== Page excerpt ==
Understanding these factors helps normalize why meetings feel different from prepared presentations—and why you might need different strategies.

Before the Meeting: Set Yourself Up for Success

1. Prepare One Contribution

Before each meeting, identify one thing you want to say. It could be a question, a comment, an observation. Write it down. Having something prepared reduces the cognitive load in the moment and gives you a “guaranteed” contribution.

Your goal is simply to say this one thing—everything beyond that is bonus.

2. Arrive Early

Get to the meeting room or join the video call a few minutes early. This lets you settle your nervous system before the meeting begins. You can also engage in low-stakes small talk with early arrivals, which “warms up” your speaking muscles and makes your first contribution feel less like a cold start.

3. Choose Your Seat Strategically

Sitting where you can see the meeting leader makes it easier to make eye contact when you want to speak. Avoid corners or seats behind others where you feel invisible. Being visible actually makes speaking up easier—you’re already “in” the conversation spatially.

During the Meeting: Practical Tactics

1. Speak Early

The longer you wait, the higher your anxiety builds. Aim to say something—anything—in the first few minutes. It could be as simple as agreeing with a point someone made: “I think Sarah’s point about timeline is important.” This breaks the seal and makes subsequent contributions easier.

2. Use Sentence Starters

When your mind is racing, it helps to have ready-made entry points. Keep these phrases in your back pocket: “Building on what [name] said…” “I have a question about…” “One thing I’m wondering is…” “Can I add something here?” “I want to make sure I understand…”

These phrases do double duty: they signal you want to speak and give you a framework for what comes next.

== Tasks to perform ==
A - List every sentence starter that the excerpt on speaking up in meetings suggests keeping in your back pocket.
B - From the excerpt on speaking up in meetings, quote the part that opens with the words containing "1. Speak Early" and closes with "subsequent contributions easier.".

== Records provided ==
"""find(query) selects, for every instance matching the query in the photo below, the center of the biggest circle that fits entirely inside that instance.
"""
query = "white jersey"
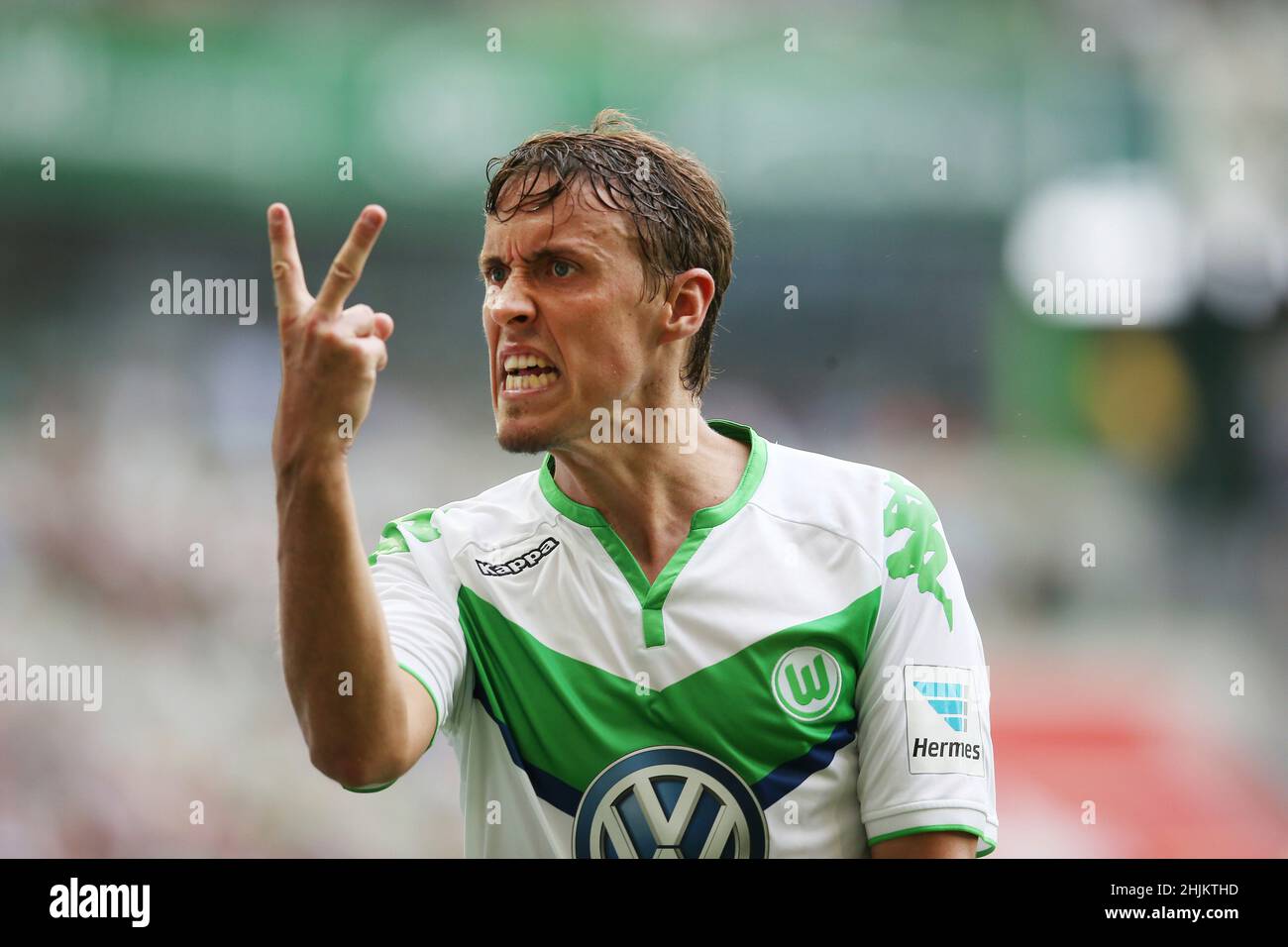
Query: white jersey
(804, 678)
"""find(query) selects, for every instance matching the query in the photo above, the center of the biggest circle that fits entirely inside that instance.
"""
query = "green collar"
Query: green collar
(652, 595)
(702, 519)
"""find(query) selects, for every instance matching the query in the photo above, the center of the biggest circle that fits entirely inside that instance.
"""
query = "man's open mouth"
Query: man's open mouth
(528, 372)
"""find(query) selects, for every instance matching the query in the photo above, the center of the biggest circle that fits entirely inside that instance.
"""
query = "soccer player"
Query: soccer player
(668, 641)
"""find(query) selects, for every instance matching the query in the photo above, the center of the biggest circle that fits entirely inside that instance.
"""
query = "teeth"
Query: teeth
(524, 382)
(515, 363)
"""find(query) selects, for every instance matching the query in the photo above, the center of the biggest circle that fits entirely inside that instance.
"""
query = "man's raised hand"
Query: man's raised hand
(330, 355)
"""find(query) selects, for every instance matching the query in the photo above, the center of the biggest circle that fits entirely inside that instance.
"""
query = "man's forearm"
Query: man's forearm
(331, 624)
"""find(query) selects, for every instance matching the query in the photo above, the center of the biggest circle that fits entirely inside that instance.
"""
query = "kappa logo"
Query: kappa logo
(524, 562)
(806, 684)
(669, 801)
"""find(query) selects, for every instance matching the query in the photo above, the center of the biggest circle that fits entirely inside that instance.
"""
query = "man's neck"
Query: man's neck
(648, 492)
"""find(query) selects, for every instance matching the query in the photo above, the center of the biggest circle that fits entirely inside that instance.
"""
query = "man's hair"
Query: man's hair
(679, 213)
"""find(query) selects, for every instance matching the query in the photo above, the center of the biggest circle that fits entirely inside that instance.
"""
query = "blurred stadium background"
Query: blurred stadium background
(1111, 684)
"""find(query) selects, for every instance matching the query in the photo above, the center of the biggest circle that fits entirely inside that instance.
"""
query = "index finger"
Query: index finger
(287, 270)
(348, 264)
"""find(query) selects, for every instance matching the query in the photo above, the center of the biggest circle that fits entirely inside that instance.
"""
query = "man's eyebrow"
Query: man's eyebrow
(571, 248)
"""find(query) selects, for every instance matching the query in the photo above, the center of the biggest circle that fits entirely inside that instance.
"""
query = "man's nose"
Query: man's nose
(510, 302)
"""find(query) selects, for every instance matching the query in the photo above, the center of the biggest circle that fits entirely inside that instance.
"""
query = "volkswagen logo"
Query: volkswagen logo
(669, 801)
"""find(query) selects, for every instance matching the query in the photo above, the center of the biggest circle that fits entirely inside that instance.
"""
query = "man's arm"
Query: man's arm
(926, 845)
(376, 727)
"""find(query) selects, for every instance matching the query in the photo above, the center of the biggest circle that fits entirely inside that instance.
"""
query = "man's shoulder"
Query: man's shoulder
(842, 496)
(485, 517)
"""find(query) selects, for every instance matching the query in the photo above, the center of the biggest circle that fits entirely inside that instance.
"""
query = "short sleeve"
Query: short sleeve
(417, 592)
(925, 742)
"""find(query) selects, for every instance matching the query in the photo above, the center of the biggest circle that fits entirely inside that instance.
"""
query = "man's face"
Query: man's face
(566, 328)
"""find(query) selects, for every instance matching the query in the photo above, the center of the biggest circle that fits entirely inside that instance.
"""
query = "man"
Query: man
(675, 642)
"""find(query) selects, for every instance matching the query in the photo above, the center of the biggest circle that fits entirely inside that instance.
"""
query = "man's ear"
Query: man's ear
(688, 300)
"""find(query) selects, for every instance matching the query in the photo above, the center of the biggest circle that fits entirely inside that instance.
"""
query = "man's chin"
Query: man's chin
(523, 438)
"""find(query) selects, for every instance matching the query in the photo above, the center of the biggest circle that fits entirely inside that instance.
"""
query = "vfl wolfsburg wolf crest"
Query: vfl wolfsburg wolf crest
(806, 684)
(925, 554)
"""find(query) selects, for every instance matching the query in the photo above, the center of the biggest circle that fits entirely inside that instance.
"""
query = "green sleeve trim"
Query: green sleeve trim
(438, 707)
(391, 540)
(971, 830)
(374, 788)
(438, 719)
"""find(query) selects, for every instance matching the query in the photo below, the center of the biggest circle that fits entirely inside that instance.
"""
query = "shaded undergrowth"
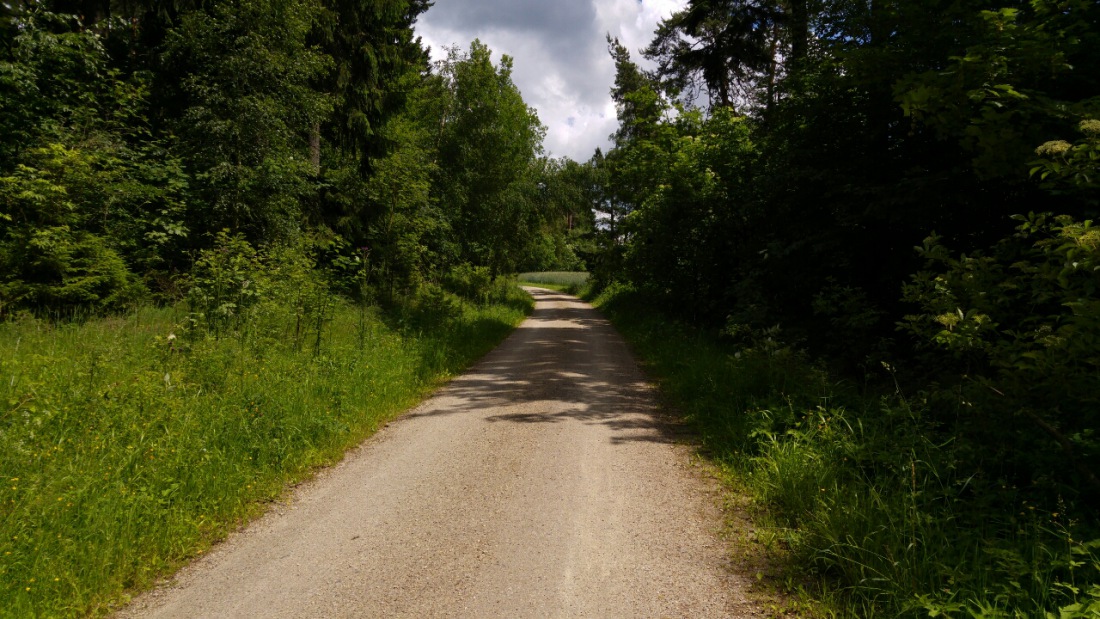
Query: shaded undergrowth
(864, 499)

--

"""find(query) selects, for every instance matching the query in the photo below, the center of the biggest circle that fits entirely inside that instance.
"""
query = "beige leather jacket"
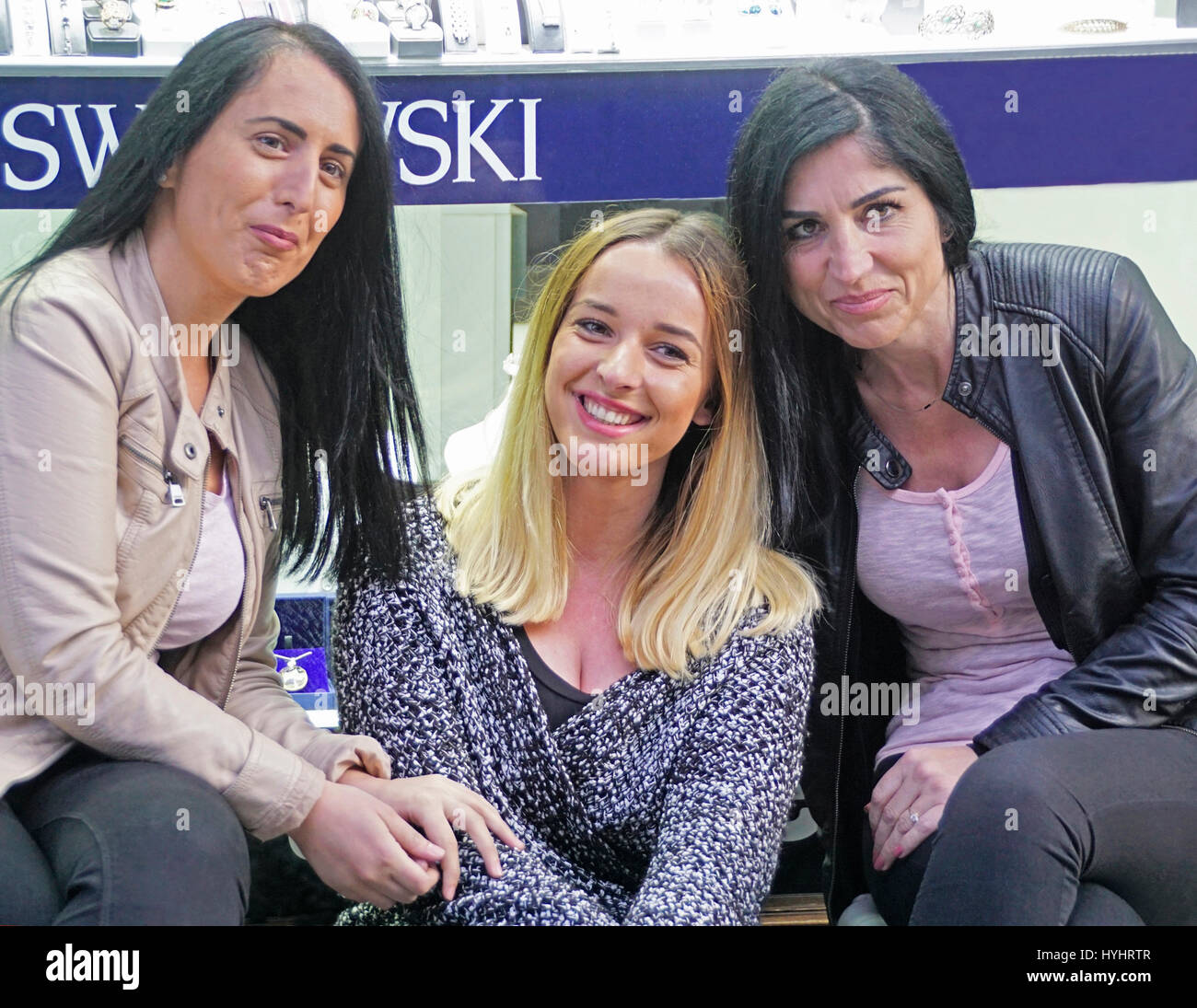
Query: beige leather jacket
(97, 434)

==

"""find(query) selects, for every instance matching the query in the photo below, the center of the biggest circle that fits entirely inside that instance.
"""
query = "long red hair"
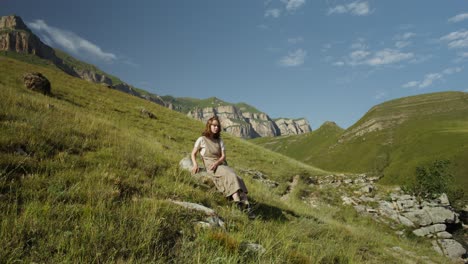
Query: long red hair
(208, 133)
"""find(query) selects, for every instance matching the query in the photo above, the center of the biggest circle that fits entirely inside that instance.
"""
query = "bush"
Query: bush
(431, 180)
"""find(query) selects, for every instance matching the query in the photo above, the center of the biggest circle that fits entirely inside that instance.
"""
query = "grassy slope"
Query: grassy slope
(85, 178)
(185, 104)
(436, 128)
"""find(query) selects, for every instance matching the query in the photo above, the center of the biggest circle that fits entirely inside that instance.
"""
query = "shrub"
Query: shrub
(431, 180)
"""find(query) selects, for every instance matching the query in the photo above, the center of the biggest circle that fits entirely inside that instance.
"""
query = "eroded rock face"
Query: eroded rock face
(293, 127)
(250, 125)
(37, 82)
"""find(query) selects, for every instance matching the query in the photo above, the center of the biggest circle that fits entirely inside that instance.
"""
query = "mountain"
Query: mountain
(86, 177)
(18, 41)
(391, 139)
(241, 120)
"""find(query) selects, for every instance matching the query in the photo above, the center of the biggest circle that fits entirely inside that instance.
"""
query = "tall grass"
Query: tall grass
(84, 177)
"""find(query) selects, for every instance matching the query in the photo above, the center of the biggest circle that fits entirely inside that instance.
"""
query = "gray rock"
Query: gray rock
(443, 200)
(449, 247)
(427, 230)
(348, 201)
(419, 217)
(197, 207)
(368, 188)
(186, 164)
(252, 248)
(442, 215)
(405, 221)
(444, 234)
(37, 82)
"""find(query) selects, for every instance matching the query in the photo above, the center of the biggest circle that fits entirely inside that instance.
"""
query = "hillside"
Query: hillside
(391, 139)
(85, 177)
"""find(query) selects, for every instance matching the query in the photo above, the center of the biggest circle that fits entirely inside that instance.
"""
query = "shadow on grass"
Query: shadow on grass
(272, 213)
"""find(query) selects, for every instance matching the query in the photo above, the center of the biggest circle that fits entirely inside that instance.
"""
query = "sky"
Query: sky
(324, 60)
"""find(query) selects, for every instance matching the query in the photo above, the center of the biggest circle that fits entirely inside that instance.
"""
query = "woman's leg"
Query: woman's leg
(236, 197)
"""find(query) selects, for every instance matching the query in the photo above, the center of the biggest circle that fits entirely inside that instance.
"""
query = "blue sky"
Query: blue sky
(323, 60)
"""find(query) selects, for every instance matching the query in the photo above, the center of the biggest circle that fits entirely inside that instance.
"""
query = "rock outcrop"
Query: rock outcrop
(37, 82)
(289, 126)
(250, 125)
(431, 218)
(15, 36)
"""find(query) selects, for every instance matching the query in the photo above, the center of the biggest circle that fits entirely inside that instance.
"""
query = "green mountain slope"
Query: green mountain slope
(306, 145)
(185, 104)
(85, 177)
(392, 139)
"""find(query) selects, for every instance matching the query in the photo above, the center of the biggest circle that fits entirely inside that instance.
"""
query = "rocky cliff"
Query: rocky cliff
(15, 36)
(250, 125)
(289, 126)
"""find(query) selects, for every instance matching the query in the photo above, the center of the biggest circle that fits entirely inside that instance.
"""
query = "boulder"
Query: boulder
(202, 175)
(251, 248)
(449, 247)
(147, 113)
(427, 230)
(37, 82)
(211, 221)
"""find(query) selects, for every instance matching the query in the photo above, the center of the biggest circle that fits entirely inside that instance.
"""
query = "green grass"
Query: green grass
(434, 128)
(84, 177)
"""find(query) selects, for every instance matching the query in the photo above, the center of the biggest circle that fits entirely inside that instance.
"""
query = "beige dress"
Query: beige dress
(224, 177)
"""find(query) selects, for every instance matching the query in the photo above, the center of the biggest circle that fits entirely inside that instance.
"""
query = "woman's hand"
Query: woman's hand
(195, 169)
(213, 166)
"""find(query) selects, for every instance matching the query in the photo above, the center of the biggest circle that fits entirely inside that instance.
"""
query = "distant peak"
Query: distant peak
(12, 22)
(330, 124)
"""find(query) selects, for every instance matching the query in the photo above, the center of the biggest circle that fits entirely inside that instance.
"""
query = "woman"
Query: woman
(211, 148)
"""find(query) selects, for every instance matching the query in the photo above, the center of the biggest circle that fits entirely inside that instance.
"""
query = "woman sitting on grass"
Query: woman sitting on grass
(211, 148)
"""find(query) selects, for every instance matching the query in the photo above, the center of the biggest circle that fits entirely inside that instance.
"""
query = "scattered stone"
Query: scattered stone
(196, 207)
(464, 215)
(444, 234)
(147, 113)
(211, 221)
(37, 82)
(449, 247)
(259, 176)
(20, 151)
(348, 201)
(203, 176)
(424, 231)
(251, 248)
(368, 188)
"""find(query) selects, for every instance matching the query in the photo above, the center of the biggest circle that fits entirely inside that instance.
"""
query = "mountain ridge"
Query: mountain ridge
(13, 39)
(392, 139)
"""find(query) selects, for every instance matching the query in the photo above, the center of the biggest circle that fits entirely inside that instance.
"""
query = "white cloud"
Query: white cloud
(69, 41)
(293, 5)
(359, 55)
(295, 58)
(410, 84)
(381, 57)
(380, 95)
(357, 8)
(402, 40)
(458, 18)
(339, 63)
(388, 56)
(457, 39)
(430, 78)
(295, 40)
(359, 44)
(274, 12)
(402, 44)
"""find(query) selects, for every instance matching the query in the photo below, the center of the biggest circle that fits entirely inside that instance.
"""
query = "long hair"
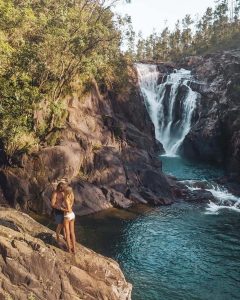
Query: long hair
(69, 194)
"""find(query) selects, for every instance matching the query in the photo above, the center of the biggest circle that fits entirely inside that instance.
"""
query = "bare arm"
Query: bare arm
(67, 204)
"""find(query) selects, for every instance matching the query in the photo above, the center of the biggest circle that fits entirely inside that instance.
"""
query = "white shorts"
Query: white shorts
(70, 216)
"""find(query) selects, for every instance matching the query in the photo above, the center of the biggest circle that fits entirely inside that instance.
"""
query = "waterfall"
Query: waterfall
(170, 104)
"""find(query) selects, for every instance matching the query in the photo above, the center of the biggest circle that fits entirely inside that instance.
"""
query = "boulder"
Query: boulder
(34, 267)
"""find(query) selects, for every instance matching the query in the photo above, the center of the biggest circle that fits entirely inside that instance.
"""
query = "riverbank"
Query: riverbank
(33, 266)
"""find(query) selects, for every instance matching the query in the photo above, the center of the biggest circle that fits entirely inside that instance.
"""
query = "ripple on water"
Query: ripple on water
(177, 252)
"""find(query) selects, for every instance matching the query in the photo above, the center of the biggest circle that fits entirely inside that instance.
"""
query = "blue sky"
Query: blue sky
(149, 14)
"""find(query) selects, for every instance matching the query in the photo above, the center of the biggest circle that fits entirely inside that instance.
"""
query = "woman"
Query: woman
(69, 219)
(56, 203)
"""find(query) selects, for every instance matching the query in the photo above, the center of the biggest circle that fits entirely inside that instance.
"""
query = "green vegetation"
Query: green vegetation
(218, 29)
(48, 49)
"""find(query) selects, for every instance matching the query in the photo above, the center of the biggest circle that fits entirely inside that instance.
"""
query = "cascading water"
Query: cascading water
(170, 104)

== Task results ==
A -
- "Building on what [name] said…"
- "I have a question about…"
- "One thing I'm wondering is…"
- "Can I add something here?"
- "I want to make sure I understand…"

B -
1. Speak Early

The longer you wait, the higher your anxiety builds. Aim to say something—anything—in the first few minutes. It could be as simple as agreeing with a point someone made: “I think Sarah’s point about timeline is important.” This breaks the seal and makes subsequent contributions easier.